Extracted data entries:
▬▬▬▬▬▬▬▬▬▬

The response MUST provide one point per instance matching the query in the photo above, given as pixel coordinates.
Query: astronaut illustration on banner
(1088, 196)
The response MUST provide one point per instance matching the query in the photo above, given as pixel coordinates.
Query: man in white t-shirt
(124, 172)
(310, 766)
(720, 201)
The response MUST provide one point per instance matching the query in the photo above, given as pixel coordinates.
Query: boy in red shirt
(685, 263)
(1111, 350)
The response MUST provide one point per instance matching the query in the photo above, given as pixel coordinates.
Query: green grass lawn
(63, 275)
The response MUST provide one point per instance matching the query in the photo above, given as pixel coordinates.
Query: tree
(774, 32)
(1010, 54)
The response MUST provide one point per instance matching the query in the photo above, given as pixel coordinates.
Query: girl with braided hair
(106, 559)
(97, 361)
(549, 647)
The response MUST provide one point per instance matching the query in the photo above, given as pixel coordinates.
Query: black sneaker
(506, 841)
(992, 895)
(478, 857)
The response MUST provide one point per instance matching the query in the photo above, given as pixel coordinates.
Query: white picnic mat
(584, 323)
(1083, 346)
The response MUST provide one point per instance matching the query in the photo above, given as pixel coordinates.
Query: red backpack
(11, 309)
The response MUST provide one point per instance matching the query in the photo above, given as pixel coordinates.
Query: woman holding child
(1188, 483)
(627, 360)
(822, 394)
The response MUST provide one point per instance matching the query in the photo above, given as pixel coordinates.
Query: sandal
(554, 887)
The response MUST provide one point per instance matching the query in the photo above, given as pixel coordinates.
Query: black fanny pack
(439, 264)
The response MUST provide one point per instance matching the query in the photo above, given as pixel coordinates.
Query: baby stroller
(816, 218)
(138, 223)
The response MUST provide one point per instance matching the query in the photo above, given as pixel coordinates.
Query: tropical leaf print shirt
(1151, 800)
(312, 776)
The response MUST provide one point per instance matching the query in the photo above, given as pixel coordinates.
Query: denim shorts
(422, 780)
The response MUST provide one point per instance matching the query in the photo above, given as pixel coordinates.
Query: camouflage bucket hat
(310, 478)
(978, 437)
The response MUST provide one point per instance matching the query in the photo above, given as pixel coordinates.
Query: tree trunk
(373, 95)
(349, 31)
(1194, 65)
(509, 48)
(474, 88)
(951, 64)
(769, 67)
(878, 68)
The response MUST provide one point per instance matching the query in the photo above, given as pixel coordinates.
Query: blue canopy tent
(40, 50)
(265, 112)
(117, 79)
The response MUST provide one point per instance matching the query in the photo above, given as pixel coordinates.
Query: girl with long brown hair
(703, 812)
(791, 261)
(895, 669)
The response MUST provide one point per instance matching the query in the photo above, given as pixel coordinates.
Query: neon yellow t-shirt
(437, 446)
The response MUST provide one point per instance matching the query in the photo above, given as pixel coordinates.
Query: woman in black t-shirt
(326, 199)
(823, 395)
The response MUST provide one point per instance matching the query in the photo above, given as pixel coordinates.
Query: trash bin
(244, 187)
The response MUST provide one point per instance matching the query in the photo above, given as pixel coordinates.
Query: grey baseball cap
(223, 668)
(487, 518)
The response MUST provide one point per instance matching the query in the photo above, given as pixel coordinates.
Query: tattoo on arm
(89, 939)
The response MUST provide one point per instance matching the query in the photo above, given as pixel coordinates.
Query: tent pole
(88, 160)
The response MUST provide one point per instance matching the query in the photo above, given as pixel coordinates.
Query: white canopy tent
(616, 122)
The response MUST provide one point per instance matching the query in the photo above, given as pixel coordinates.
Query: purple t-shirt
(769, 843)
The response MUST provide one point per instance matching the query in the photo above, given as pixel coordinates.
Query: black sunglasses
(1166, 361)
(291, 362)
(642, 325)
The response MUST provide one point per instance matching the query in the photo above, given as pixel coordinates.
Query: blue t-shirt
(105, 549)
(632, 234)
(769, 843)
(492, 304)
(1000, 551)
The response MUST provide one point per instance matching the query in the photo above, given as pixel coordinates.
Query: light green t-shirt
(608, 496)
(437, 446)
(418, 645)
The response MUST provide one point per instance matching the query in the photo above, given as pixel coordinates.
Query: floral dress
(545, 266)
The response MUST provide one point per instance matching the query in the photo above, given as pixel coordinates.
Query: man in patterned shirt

▬▬▬▬▬▬▬▬▬▬

### [YOUR INSTRUCTIONS]
Rewrite everything from the start of the listing down to the line containing "(1088, 196)", putting "poster" in place of "banner" and leaving all else unchanged.

### [RESPONSE TO THE EXERCISE]
The response MUST provide one point per instance matching the query in the photo above, given as pixel coordinates.
Query: astronaut illustration on poster
(1088, 196)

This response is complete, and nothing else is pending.